Discover our Spooky Plants

Toad Lily at Rowallane

Did you know there are many spooky plants to be discovered at Rowallane? Discover these bewitching plants all around the garden.

Blood Root

Bloodroot (Sanguinaria canadensis) is an herbaceous perennial from New England that flowers in spring. Bloodroot gets its name from the red orange sap that runs through every part of the plant but is darker in the root. Whenever the plant is cut, it “bleeds,” and the sap does look very much like blood and can be found in the Walled garden.

Fly Agaric

Amanita muscaria, commonly known as the fly agaric is amongst the most iconic of the toadstools, commonly depicted in children’s books with its red cap and white spots. It was used many years ago in parts of Europe as an insecticide, crushed in milk for attracting and killing flies. It can be seen in Rowallane beside isolated trees especially Betula (birch) and Pinus (pine).

**Objective**.
Answer these questions from the Rowallane spooky plants passage:
1. In which season does bloodroot flower?
2. What was fly agaric crushed in when it served as an insecticide?
3. Beside which two kinds of trees can fly agaric be seen at Rowallane?
The data after this point is separate material, unconnected to the Rowallane spooky plants passage.

**Source material**.
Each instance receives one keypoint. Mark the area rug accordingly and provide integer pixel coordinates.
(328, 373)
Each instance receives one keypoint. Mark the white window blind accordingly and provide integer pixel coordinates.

**Reply**.
1. Spring.
2. Milk.
3. Birch (Betula) and pine (Pinus).